(Image point grounding data)
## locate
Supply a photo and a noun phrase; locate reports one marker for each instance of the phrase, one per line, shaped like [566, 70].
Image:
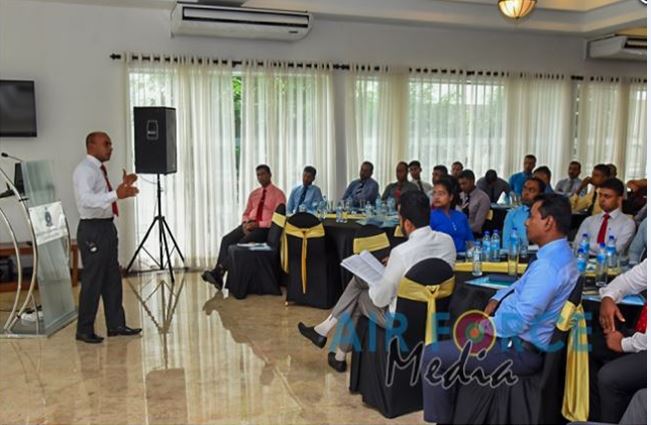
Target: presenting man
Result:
[364, 189]
[525, 313]
[256, 222]
[611, 221]
[358, 299]
[98, 240]
[305, 194]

Work instruction = Every line in the entries above that mentions the word "locate" must be shown.

Solution for this task =
## locate
Supply a photo and a noun phrase; locate reports one marker for each instance of the phrase, one per line, shaped like [566, 70].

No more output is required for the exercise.